Passage:

(begin)

I posted this recipe in alt.binaries.food answering a request for squash
recipes, and now, since I already translated all that, why not post it on
RFC also? Here it is.

This is the old recipe by an ancestor from Mantova my mother uses, a
recipe where some finely crushed ameretti get in the filling. Not everybody
is still using amaretti but I think they are fundamental in this recipe.
This is how we make them in my family


1 lb butternut squash
1 1/2 cup freshly grated parmigiano cheese
2 eggs
nutmeg, salt and freshly ground black pepper
2 tablespoons unsalted butter
4 amaretti
5 tablespoons minced lard
very few tomato paste
sfoglia all'uovo (flour and egg dough)

Cut the squash in half and seed, place on a baking sheet and bake for 30
minutes circa, or until soft, at 350F (180C). Let cool a bit and scoop the
flesh into a bowl: add the eggs, 1 cup of grated parmigiano, nutmeg, salt
and pepper and mix all well.

(end)

To do:
• a. Reproduce the part of the squash recipe starting with "1 lb butternut" and going on through "and egg dough)".
• b. In the squash recipe, at what temperature is the squash baked, and for about how long?
• c. According to the squash recipe, why are amaretti kept in the filling even though not everybody still uses them?

Material provided:
(begin)

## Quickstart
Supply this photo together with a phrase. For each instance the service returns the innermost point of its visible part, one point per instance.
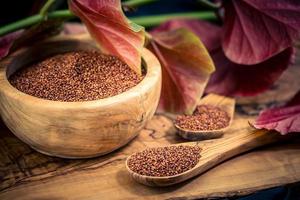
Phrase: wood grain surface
(27, 174)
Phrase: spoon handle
(219, 151)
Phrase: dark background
(12, 10)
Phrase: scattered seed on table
(165, 161)
(76, 76)
(205, 117)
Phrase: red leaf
(71, 28)
(231, 78)
(285, 119)
(186, 67)
(236, 79)
(256, 30)
(111, 29)
(7, 41)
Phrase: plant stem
(136, 3)
(209, 4)
(157, 19)
(29, 21)
(151, 20)
(46, 7)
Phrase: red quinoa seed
(76, 76)
(205, 117)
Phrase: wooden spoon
(225, 103)
(212, 154)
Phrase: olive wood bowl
(76, 129)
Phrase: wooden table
(27, 174)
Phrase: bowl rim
(153, 74)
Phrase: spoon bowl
(212, 153)
(225, 103)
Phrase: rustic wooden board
(26, 174)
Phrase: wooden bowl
(76, 129)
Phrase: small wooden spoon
(212, 154)
(225, 103)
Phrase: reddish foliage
(285, 119)
(255, 30)
(109, 26)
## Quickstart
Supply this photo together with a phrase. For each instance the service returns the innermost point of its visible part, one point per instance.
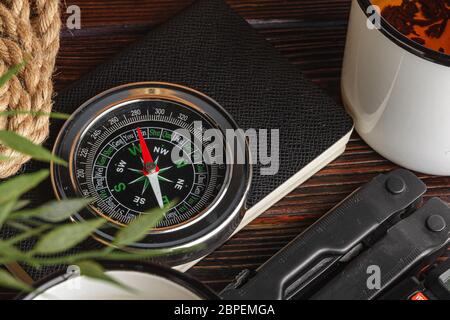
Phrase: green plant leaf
(15, 187)
(11, 73)
(55, 211)
(53, 115)
(24, 146)
(26, 234)
(5, 211)
(21, 204)
(9, 282)
(67, 236)
(95, 271)
(140, 227)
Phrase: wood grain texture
(311, 33)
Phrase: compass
(142, 146)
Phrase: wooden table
(311, 33)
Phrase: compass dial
(139, 147)
(110, 165)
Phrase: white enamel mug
(398, 93)
(143, 281)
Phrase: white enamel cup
(143, 281)
(398, 93)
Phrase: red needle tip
(146, 155)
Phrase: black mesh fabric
(211, 49)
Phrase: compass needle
(154, 182)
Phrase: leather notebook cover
(211, 49)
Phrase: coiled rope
(29, 30)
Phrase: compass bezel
(201, 235)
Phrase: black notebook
(209, 48)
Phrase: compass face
(140, 147)
(110, 166)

(end)

Exercise solutions:
• a.
1 lb butternut squash
1 1/2 cup freshly grated parmigiano cheese
2 eggs
nutmeg, salt and freshly ground black pepper
2 tablespoons unsalted butter
4 amaretti
5 tablespoons minced lard
very few tomato paste
sfoglia all'uovo (flour and egg dough)

• b. It is baked at 350F (180C) for about 30 minutes, or until soft.

• c. The writer considers amaretti fundamental to this recipe. It is the old family recipe from an ancestor in Mantova, which calls for finely crushed amaretti in the filling.